=== STATED TASK ===
State how many of the lines below contain the string "building". Give only the number.

Entries pointing to named objects
☆ ☆ ☆ ☆ ☆ ☆ ☆

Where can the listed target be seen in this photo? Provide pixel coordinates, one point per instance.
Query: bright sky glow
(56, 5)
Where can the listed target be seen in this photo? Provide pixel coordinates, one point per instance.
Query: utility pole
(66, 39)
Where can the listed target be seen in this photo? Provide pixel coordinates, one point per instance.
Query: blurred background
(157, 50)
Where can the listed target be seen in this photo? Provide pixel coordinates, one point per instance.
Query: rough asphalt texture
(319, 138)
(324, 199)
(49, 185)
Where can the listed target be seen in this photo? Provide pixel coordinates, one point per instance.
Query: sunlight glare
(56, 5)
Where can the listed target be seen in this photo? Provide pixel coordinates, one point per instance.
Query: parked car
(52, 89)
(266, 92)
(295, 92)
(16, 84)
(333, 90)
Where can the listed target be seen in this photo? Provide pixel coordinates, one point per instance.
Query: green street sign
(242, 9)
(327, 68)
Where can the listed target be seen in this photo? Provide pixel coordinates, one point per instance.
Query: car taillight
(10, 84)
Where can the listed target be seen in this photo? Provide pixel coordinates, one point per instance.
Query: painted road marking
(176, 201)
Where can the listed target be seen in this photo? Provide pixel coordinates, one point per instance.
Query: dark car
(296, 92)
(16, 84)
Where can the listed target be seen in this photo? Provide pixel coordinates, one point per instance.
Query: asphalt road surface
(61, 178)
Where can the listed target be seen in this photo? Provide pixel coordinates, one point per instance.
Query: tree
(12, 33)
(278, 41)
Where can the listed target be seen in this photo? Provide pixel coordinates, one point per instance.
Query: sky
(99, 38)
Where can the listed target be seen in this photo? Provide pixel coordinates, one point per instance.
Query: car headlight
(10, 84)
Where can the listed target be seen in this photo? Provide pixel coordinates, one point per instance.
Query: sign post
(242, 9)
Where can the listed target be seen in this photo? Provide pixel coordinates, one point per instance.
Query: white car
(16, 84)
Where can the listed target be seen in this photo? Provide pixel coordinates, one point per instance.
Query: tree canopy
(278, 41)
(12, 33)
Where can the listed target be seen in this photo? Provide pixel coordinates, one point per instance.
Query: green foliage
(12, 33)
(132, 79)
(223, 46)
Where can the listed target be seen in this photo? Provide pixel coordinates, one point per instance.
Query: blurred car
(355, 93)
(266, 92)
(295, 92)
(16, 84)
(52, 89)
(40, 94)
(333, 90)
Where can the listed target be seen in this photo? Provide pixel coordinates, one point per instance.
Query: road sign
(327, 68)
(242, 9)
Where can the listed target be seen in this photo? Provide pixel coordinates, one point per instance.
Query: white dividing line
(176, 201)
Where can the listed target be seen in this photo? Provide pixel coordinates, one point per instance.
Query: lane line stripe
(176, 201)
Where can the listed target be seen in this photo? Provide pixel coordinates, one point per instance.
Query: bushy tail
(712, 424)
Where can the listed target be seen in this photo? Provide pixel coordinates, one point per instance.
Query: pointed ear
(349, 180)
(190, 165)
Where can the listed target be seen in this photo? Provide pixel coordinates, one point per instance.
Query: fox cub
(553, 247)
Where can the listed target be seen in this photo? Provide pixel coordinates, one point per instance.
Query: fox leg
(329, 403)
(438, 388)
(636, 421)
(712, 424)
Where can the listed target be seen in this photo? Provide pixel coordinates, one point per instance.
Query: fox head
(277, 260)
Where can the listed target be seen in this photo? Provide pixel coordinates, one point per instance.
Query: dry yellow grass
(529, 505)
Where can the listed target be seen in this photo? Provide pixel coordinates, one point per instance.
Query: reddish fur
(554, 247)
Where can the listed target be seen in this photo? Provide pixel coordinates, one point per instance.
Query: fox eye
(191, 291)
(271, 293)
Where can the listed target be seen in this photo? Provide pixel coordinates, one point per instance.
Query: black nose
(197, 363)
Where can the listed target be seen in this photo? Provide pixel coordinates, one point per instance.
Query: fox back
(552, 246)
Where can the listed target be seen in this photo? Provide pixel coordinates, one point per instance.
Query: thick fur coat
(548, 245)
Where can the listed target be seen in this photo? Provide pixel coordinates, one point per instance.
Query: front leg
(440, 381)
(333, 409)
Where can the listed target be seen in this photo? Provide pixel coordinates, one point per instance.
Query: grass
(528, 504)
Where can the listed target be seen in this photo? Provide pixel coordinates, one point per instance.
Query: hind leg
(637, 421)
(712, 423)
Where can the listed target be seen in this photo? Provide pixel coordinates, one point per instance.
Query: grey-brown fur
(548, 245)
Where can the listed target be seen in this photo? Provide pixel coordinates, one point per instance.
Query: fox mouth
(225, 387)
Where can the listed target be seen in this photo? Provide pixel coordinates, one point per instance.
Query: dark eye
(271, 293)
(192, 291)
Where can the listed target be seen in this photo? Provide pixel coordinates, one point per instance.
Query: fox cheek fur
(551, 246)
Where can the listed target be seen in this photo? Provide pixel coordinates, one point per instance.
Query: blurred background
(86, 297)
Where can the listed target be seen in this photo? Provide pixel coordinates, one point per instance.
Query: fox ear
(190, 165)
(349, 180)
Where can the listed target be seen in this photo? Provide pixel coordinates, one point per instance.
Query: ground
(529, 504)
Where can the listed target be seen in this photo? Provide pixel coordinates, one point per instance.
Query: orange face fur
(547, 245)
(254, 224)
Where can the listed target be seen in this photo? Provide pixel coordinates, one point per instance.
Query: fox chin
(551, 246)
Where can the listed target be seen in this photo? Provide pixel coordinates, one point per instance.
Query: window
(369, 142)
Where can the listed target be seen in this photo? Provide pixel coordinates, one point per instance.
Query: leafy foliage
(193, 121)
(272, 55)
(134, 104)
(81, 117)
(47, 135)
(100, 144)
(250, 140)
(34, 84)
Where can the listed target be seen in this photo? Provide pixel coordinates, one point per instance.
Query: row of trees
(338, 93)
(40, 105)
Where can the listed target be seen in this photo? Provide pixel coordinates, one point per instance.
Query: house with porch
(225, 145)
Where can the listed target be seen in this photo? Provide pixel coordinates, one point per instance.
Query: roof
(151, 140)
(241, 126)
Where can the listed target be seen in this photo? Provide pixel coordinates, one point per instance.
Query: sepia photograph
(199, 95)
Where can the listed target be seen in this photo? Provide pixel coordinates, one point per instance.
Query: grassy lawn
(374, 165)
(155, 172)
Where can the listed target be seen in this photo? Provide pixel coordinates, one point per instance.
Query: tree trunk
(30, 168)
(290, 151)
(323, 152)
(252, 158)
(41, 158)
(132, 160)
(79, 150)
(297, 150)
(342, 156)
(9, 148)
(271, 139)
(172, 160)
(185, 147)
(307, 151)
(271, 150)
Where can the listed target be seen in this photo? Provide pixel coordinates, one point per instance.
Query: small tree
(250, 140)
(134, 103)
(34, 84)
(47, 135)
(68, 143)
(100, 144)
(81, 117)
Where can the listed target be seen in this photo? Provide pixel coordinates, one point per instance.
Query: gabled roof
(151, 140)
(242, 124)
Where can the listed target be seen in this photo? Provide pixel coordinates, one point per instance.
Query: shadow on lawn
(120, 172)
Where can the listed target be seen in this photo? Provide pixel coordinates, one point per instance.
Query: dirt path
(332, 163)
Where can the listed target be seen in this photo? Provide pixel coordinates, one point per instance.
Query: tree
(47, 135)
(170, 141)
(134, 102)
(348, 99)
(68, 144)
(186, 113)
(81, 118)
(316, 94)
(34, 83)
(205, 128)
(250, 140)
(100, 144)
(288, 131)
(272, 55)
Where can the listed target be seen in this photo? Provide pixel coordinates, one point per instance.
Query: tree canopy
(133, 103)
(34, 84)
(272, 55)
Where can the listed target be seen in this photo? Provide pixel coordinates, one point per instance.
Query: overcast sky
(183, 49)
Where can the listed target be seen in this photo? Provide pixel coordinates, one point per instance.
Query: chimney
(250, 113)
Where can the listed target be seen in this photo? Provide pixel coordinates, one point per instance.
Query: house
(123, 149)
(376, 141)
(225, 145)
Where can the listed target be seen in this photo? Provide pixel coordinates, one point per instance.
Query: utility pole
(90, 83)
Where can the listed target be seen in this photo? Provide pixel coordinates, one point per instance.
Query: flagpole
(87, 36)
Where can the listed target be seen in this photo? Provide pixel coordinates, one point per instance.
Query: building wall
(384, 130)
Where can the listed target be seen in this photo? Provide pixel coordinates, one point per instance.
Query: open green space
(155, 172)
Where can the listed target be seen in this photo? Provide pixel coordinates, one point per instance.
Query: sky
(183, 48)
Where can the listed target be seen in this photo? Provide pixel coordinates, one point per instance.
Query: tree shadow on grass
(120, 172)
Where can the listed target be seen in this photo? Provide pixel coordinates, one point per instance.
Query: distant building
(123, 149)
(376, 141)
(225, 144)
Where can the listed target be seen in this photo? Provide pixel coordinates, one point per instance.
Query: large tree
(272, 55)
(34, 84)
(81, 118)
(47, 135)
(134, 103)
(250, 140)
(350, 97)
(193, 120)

☆ ☆ ☆ ☆ ☆ ☆ ☆

=== PROBLEM SOLUTION ===
2